What you are asked to do
Scan the data, and whenever a line contains "fixture", copy it.

-*-

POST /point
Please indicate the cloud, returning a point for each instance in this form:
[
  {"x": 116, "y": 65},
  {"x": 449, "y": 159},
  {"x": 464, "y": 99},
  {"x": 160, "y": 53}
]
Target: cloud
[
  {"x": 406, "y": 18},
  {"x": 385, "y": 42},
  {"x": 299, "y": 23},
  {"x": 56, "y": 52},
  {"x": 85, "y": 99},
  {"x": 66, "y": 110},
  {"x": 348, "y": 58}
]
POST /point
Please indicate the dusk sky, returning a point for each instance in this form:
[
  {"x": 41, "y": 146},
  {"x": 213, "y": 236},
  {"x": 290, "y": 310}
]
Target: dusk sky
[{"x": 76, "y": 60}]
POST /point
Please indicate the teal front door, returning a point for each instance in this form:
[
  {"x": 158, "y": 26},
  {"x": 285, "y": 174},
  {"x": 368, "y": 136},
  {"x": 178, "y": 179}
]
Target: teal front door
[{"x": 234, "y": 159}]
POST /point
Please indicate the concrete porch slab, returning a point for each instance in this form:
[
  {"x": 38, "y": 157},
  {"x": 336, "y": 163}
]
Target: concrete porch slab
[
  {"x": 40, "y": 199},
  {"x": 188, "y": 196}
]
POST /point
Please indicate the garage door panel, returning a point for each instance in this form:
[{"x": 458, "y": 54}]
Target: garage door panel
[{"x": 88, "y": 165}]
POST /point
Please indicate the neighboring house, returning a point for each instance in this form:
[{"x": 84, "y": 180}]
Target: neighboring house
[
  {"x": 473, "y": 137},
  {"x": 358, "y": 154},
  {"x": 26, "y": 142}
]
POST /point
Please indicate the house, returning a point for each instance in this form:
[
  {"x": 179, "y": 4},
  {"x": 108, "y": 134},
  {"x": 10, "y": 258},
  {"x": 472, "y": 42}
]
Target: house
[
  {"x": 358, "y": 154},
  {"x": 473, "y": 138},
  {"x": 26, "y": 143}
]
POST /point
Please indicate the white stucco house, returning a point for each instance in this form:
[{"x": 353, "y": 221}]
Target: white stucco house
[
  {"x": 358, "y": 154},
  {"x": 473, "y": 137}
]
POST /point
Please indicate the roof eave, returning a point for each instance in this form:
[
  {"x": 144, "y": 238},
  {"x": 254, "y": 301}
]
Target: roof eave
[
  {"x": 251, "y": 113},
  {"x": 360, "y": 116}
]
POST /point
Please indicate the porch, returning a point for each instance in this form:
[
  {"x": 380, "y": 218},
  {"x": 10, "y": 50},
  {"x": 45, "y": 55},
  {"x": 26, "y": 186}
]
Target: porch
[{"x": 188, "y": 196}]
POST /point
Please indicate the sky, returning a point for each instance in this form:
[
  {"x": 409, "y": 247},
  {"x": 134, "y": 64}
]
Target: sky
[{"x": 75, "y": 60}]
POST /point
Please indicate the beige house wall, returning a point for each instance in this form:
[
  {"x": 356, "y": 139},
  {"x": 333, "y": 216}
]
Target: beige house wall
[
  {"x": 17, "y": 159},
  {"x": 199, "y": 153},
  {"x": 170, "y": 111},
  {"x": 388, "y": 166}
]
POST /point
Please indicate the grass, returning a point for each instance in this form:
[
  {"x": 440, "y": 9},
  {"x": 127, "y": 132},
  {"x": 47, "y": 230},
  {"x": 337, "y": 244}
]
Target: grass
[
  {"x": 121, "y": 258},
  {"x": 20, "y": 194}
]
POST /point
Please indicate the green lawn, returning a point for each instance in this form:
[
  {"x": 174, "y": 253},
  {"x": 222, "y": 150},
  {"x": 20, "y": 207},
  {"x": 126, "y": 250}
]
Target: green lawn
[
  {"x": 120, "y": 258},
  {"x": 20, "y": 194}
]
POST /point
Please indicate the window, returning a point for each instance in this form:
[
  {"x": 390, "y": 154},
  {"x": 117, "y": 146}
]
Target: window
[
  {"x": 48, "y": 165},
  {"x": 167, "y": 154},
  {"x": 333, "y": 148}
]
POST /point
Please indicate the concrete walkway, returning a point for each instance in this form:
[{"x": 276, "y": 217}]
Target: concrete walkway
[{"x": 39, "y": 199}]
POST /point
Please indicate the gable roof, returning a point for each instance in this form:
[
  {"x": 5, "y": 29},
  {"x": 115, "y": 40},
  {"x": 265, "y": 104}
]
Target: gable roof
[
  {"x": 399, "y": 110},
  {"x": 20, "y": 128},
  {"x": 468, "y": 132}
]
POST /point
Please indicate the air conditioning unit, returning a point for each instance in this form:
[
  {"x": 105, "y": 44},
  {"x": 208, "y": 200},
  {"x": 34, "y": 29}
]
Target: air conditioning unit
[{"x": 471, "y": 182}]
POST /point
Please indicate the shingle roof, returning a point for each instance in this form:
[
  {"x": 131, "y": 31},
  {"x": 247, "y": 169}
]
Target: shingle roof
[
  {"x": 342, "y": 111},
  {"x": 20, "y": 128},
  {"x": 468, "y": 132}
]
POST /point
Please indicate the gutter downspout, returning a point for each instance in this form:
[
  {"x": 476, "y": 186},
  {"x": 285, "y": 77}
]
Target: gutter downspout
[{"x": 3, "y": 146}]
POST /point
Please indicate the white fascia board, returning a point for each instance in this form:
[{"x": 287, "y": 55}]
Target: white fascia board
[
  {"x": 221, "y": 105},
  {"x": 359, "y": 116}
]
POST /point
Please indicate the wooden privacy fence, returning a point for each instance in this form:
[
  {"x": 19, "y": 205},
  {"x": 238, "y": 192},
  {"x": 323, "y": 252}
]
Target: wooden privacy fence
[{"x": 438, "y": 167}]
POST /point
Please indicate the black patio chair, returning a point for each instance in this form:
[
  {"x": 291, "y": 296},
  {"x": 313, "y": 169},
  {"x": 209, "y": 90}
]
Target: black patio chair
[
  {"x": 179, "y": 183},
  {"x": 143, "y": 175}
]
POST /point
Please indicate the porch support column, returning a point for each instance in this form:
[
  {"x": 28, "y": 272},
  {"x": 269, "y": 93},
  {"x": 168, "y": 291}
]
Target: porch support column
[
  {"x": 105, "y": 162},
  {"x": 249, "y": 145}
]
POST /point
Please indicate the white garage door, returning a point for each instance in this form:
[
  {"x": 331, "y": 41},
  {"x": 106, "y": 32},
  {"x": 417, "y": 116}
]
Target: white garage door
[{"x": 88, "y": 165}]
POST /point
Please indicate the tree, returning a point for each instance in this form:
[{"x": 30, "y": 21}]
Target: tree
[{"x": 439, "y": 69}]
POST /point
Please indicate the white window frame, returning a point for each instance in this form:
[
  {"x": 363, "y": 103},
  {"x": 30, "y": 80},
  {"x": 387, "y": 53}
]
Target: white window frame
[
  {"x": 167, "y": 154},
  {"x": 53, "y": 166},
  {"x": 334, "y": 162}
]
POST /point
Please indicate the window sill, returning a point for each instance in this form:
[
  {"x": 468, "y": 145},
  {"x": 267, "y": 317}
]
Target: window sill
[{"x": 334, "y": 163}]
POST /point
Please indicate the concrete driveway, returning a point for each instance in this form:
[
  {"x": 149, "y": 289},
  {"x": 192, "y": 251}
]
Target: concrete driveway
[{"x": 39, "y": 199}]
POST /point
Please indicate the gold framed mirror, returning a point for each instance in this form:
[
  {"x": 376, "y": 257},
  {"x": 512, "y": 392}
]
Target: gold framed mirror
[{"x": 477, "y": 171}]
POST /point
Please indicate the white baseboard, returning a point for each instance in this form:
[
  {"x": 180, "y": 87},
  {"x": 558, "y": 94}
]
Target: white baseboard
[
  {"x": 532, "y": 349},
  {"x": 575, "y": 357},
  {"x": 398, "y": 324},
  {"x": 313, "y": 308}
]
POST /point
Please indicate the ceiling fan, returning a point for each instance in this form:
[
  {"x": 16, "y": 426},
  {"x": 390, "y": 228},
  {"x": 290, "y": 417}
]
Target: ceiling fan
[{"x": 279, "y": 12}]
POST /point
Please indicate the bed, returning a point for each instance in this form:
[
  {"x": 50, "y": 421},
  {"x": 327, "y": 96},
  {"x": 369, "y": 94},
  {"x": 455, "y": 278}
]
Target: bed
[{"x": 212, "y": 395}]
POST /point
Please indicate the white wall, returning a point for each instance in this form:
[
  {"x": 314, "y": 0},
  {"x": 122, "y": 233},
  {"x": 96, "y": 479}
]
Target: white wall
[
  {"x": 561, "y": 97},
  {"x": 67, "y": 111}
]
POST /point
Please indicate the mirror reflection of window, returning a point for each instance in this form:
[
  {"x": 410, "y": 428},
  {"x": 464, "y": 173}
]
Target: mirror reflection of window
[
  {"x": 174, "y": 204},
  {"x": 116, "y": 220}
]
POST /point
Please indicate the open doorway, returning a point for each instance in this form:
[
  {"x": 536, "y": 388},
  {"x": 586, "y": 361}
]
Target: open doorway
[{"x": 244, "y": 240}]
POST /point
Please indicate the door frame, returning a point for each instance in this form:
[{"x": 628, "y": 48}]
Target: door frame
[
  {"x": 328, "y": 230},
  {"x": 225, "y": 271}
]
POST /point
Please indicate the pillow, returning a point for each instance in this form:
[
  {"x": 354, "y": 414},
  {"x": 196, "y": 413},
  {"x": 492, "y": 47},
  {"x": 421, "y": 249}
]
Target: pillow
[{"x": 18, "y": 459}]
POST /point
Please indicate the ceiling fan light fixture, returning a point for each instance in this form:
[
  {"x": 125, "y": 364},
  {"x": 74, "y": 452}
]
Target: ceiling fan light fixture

-*-

Result for this task
Please indicate the ceiling fan light fixture, returning a point for each instance in this form:
Target: ceiling fan light fixture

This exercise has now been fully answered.